#### Görevin Amacı:
Aşağıdaki karar metninde "III. MAHKEME KARARI" ile "tesciline karar verilmiştir." arasında kalan bölümü, bu iki ifade de dahil olmak üzere, hiçbir değişiklik yapmadan yeniden yazın.

#### Belgeden Alıntı:

____

"İçtihat Metni"
MAHKEMESİ :Asliye Hukuk Mahkemesi
SAYISI : 2021/188 E., 2022/321 K.
Mahkemece, bozma kararına uyularak yapılan yargılama sonunda davanın reddine ilişkin olarak verilen karar davacılar vekili tarafından temyiz edilmekle; kesinlik, süre, temyiz şartı ve diğer usul eksiklikler yönünden yapılan ön inceleme sonucunda, temyiz dilekçesinin kabulüne karar verildikten ve Tetkik Hâkimi tarafından hazırlanan rapor dinlendikten sonra dosyadaki belgeler incelenip gereği düşünüldü:
I. DAVA
Davacı ... ve arkadaşları; murisleri ...'a ait bir takım yerlerin kadastro çalışmaları sırasında eksik yazıldığını, bu yerlerin zilyetliğinin murisleri ve kendilerinde olduğunu, taşınmazlara ilişkin olarak kesinleşmiş mahkeme kararı ile murisleri adına tapu kaydı çıkartıldığını, taşınmazların Hazine ile bir ilgisinin bulunmadığını ileri sürerek Kars ili, Sarıkamış ilçesi, ... köyü 102 ada 8, 114 ada 10, 131 ada 37 ve 132 ada 35 parsel sayılı taşınmazların bir kısmı hakkında tapu kaydının iptali ile murisleri ... mirasçıları adına veraset ilamındaki payları oranında tescili istemiyle dava açmışlardır.
II. CEVAP
Davalı ... vekili; davanın reddini savunmuştur.
III. MAHKEME KARARI
Mahkemece yapılan yargılama sonunda davanın kabulüne, dava konusu 102 ada 8, 132 ada 35, 131 ada 37 parsel sayılı taşınmazlar ve 114 ada 10 parsel sayılı taşınmaz içerisinde 09.06.2015 havale tarihli fen bilirkişi raporunda (A) harfi ile gösterilen 7.093,72 metrekarelik kısmının tapu kaydının iptali ile muris ... mirasçıları adına veraset ilamındaki payları oranında tapuya tesciline karar verilmiştir.

____

#### Sağlanan Veriler:
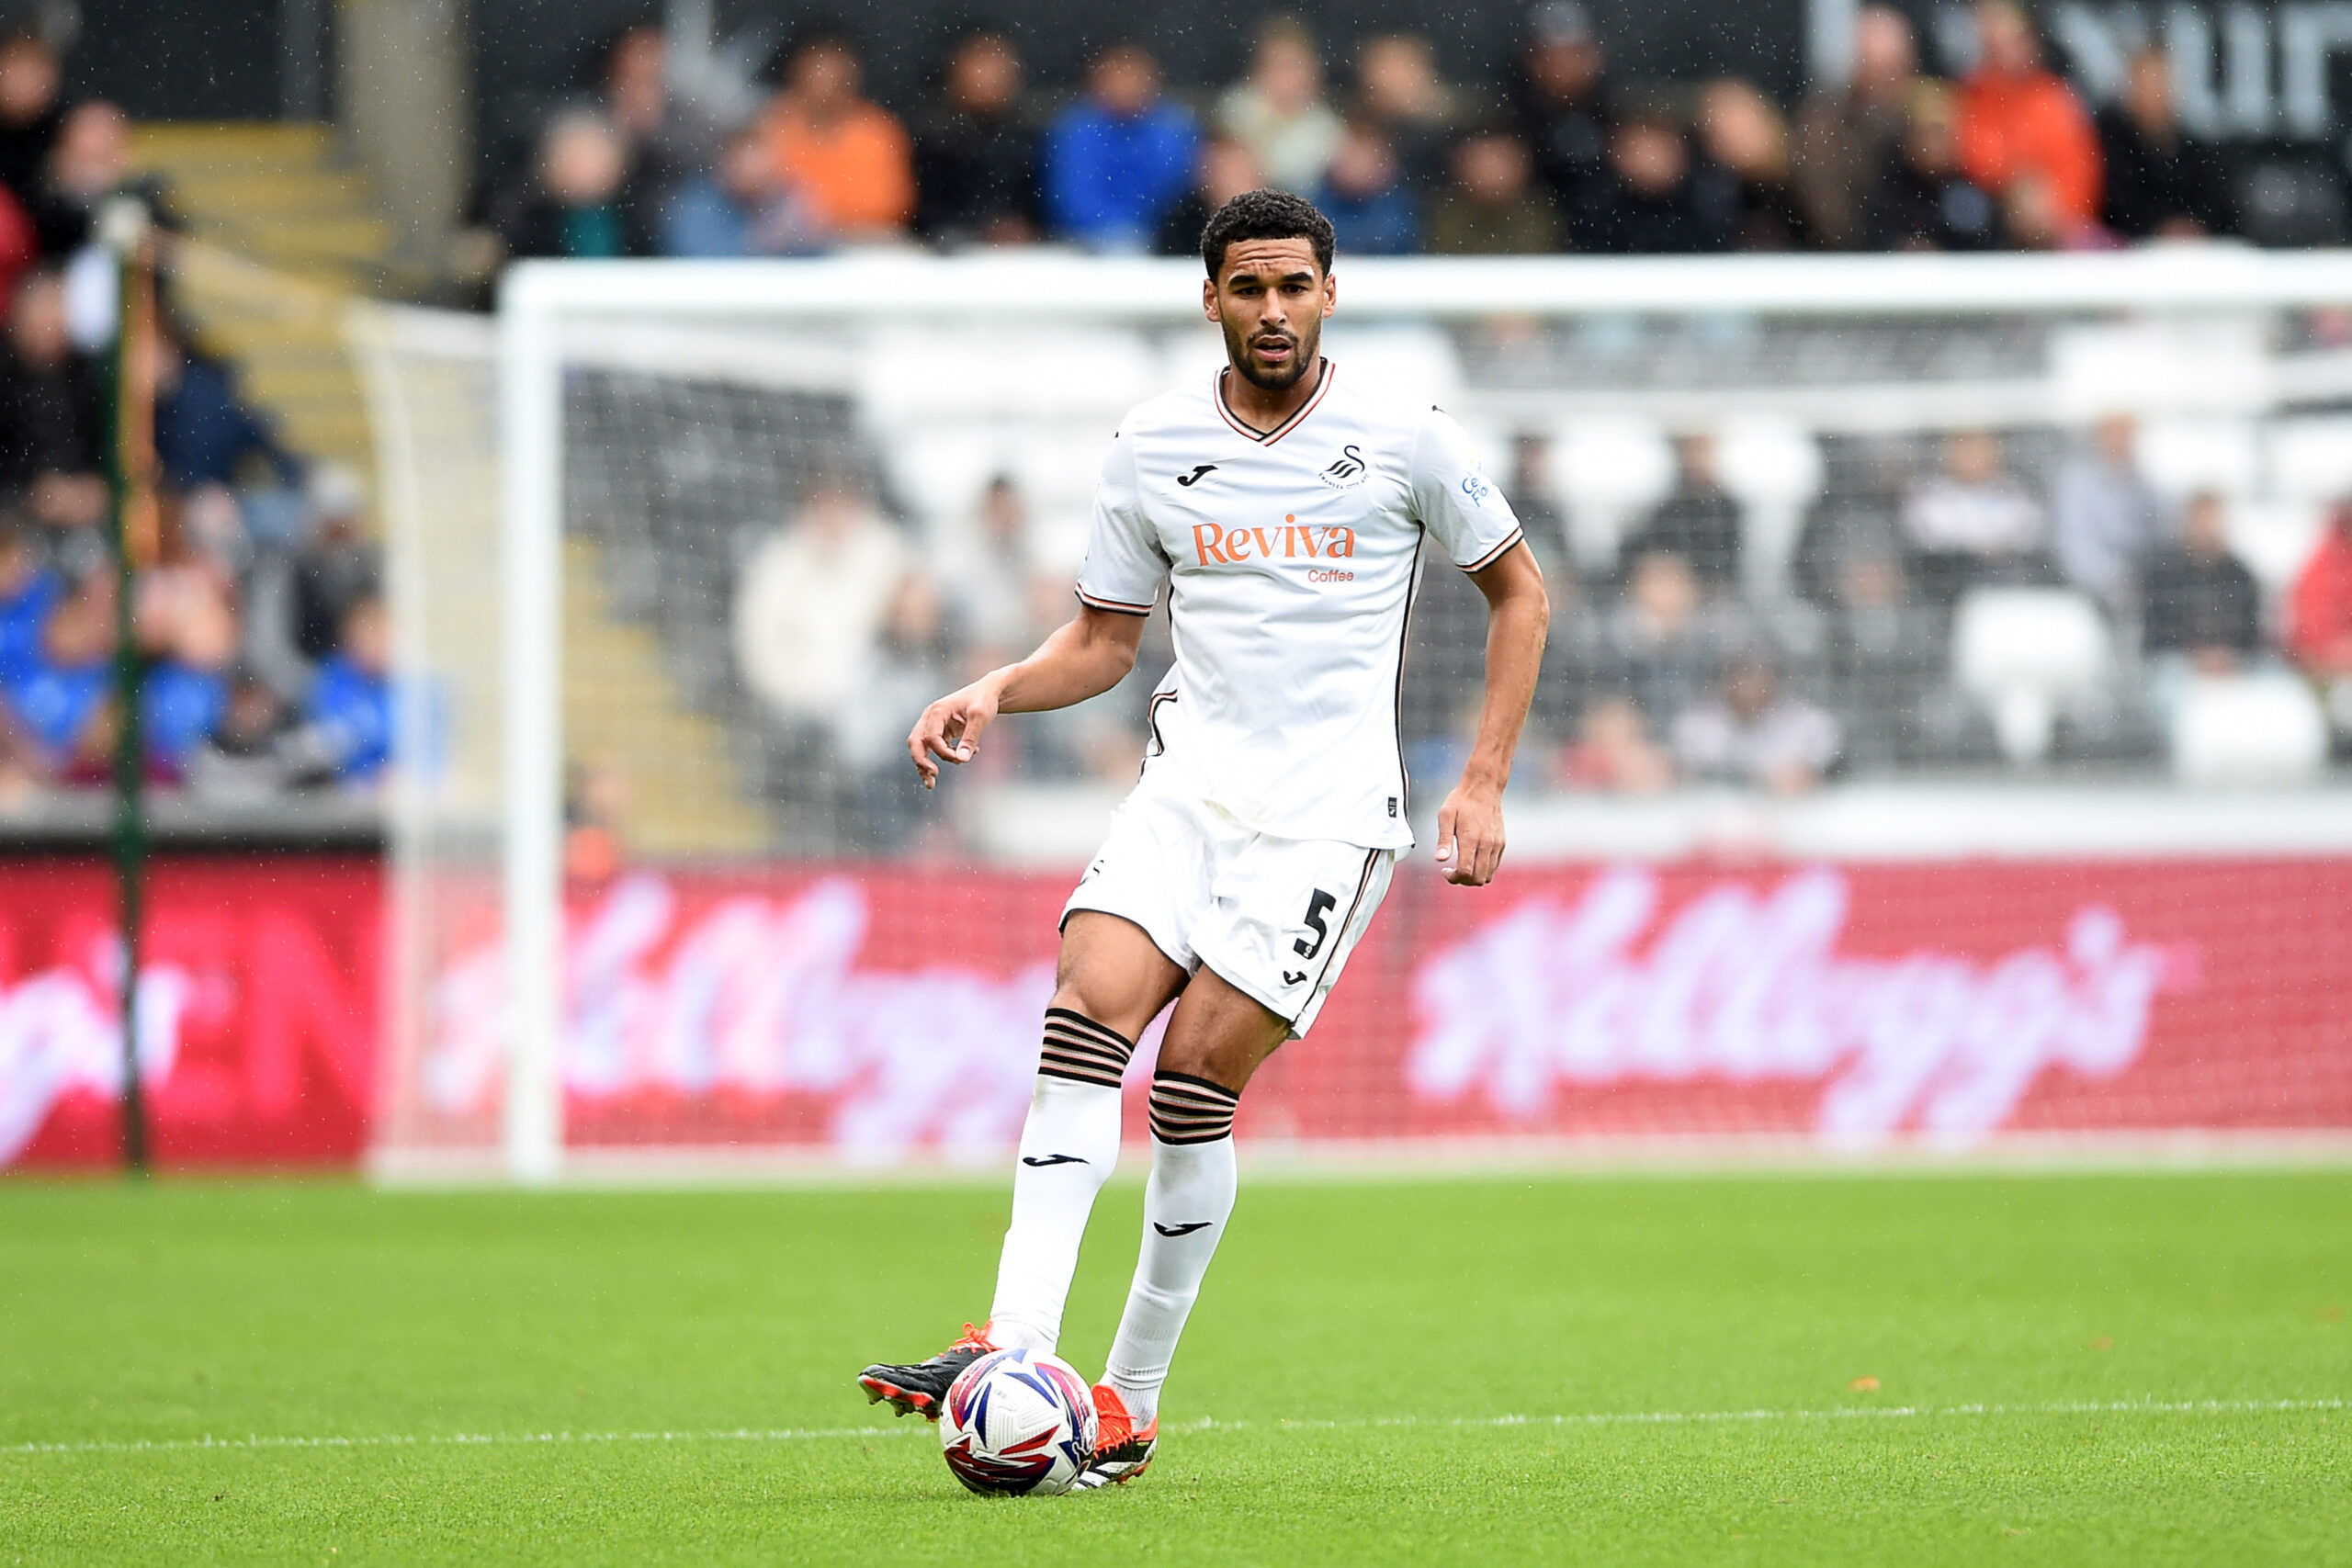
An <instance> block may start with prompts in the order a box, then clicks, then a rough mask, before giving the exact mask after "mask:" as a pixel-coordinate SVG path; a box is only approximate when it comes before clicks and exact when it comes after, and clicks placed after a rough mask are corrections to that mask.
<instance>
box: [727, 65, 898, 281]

____

#### Görevin Çözümü:
III. MAHKEME KARARI
Mahkemece yapılan yargılama sonunda davanın kabulüne, dava konusu 102 ada 8, 132 ada 35, 131 ada 37 parsel sayılı taşınmazlar ve 114 ada 10 parsel sayılı taşınmaz içerisinde 09.06.2015 havale tarihli fen bilirkişi raporunda (A) harfi ile gösterilen 7.093,72 metrekarelik kısmının tapu kaydının iptali ile muris ... mirasçıları adına veraset ilamındaki payları oranında tapuya tesciline karar verilmiştir.